======== DATA PROVIDED
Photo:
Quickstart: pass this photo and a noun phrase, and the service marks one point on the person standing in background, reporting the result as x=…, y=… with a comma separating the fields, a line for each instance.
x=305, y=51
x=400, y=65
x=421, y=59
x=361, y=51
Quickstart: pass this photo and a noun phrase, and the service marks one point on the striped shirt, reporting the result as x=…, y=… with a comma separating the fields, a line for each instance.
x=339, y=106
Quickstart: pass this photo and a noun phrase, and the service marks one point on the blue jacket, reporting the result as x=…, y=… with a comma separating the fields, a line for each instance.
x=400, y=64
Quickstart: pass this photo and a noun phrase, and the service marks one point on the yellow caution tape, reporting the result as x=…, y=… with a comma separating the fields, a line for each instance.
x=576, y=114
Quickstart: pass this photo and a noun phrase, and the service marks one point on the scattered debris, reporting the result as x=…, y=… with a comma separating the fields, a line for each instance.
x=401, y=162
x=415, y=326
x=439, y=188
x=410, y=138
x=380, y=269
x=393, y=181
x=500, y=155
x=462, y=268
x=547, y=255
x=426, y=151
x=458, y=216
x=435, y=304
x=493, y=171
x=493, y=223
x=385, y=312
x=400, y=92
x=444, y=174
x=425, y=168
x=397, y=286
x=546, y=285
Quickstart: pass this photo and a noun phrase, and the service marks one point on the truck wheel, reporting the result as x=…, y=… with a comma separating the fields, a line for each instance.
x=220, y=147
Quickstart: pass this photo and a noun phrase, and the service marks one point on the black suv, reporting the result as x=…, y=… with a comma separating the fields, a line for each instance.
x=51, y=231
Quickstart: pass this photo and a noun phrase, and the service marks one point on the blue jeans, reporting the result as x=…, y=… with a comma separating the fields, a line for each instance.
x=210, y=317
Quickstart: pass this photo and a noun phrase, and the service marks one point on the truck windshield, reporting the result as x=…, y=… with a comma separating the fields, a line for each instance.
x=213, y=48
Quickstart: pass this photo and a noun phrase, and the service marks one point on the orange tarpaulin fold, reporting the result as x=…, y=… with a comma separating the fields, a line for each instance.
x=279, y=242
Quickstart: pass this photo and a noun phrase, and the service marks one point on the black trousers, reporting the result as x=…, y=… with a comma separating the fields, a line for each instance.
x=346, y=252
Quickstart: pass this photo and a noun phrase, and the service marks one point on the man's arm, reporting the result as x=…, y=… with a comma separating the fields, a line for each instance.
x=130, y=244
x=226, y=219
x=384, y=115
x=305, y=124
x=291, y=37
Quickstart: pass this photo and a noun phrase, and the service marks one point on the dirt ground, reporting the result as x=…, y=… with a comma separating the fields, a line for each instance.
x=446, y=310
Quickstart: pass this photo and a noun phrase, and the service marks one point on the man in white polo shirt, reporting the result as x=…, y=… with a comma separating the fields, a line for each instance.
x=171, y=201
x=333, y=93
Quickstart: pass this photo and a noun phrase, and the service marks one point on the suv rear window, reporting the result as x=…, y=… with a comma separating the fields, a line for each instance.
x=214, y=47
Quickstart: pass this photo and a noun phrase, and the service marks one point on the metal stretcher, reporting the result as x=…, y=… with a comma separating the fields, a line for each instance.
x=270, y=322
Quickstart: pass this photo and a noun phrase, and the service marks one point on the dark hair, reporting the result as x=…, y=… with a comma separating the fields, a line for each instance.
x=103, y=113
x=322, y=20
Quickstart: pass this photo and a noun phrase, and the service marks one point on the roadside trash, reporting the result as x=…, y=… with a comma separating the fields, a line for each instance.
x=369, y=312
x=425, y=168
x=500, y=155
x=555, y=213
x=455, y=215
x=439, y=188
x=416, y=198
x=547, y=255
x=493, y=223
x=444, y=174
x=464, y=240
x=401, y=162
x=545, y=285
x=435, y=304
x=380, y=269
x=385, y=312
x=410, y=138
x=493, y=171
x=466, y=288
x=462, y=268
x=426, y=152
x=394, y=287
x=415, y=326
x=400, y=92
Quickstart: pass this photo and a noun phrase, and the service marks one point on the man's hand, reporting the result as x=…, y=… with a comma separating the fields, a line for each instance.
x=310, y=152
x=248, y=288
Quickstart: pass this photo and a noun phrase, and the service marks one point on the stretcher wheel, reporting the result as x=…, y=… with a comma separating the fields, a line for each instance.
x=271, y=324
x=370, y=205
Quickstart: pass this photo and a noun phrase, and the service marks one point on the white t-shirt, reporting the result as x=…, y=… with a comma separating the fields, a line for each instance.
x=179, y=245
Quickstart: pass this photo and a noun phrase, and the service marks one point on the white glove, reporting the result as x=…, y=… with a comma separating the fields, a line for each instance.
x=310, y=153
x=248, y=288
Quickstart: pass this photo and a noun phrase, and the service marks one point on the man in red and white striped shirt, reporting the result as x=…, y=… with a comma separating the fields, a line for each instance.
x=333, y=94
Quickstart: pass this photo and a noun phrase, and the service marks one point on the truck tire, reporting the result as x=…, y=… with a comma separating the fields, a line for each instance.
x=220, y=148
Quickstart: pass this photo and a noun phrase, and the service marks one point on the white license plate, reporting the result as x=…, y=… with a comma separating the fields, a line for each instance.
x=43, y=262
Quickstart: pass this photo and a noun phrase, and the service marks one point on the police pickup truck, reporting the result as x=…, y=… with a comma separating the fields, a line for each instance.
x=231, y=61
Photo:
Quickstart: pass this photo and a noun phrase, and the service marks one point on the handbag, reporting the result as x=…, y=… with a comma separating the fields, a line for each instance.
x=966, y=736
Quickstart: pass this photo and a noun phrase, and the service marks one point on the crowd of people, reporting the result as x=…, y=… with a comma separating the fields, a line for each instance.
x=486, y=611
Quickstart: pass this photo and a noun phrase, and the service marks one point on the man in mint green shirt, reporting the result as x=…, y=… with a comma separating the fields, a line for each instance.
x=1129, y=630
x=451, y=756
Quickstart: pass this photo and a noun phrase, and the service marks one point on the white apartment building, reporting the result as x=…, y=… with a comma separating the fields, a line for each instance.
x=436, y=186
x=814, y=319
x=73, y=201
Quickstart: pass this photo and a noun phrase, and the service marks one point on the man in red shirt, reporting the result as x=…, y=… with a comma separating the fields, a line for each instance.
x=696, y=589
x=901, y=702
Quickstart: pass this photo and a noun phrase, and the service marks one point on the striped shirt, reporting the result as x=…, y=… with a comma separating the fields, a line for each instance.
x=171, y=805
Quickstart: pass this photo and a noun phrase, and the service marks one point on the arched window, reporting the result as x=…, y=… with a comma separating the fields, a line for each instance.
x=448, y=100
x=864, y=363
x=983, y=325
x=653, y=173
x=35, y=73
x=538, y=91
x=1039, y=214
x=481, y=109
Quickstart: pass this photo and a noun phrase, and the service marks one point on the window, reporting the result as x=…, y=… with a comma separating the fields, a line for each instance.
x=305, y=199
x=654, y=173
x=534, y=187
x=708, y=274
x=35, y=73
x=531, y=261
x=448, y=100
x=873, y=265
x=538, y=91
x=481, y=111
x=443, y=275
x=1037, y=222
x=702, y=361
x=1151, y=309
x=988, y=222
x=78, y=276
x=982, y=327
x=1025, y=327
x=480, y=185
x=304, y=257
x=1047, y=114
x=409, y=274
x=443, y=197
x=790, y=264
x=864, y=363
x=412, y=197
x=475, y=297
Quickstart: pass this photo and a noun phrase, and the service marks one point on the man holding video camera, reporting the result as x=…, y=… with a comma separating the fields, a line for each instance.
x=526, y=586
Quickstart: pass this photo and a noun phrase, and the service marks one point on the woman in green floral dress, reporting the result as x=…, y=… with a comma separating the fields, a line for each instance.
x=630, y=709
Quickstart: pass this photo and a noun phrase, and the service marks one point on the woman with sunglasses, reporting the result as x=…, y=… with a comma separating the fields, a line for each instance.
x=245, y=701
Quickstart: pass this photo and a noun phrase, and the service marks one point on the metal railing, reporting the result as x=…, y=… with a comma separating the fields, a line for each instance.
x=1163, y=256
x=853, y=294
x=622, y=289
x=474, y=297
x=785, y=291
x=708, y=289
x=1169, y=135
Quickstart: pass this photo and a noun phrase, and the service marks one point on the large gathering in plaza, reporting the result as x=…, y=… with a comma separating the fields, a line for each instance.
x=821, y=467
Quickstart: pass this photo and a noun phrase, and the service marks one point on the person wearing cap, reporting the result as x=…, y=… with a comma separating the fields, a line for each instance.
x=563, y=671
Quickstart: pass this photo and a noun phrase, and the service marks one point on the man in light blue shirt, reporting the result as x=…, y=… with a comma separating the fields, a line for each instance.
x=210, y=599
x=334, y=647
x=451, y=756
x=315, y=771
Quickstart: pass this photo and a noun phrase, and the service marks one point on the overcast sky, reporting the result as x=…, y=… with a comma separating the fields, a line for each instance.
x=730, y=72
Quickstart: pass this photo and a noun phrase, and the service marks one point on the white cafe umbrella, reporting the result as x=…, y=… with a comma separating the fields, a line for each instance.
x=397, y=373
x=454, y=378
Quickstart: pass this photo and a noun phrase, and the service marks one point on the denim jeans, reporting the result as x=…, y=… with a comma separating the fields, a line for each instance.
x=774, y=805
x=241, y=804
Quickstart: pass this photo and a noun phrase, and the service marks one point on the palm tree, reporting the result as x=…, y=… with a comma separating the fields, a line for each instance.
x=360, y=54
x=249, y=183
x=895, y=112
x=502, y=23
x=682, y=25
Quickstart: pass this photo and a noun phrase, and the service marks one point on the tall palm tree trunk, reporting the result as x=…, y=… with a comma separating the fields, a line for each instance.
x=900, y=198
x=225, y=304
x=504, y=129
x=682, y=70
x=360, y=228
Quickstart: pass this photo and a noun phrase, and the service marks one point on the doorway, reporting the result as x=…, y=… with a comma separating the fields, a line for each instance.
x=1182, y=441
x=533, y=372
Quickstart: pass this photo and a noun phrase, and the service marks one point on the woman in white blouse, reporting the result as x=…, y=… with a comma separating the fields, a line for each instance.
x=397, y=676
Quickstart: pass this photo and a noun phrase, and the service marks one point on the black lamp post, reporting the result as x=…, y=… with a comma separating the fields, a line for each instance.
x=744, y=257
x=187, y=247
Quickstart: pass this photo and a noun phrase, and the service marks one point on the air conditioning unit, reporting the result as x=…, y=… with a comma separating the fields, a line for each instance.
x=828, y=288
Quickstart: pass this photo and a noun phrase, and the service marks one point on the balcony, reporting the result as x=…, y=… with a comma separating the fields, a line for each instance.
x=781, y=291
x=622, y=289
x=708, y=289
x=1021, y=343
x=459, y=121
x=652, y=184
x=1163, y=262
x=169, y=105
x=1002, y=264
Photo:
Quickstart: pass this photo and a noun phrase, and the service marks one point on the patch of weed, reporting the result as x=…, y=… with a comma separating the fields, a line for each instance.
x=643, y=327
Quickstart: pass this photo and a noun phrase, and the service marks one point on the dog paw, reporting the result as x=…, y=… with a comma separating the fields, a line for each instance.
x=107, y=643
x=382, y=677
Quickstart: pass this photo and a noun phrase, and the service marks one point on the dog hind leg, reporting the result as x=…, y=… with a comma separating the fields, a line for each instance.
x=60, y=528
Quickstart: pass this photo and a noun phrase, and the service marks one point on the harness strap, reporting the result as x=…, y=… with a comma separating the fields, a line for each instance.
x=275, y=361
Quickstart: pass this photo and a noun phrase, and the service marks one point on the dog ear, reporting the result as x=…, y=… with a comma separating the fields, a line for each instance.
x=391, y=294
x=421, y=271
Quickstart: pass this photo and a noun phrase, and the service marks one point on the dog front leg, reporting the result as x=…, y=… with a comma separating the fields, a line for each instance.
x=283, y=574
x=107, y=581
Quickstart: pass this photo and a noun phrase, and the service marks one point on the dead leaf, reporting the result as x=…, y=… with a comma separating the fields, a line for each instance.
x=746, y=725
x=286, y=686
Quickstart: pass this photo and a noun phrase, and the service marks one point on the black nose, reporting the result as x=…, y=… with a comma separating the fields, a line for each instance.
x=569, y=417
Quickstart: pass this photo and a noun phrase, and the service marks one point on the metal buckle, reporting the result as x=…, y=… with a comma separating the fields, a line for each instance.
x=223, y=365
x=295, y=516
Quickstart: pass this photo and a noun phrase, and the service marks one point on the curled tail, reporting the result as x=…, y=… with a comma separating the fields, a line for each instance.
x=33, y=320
================
WORK REQUIRED: Give the stretch from the line containing "red and white" through the line containing "x=966, y=736" again, switching "license plate" to "registration plate" and leaving everything else unchanged.

RESULT:
Quickstart: pass this photo and a noun phrase, and the service marks one point on the man in red and white striped shirt, reporting the result as x=…, y=… with a comma separating the fields, a line for each instance.
x=333, y=94
Quickstart: pass this photo and a noun phrase, and the service marks one point on the truck tire, reporting the result as x=…, y=… with a comma separating the fields, a line for each instance.
x=220, y=148
Quickstart: pass this photo and a noun phrase, and the service marks one point on the white registration plate, reporting the result as x=…, y=… with a comma separating the fields, a line for each instance.
x=43, y=262
Quickstart: pass this photo and a noun phrase, and the service marks one point on the police pickup truck, reporting the result as x=…, y=… with a comma separating the fields, a line for each instance.
x=231, y=61
Photo:
Quickstart: pass this photo and a noun phrase, and the service marks one point on the handbag, reporting the result as x=…, y=… with a comma separating the fields, a line for each instance.
x=966, y=736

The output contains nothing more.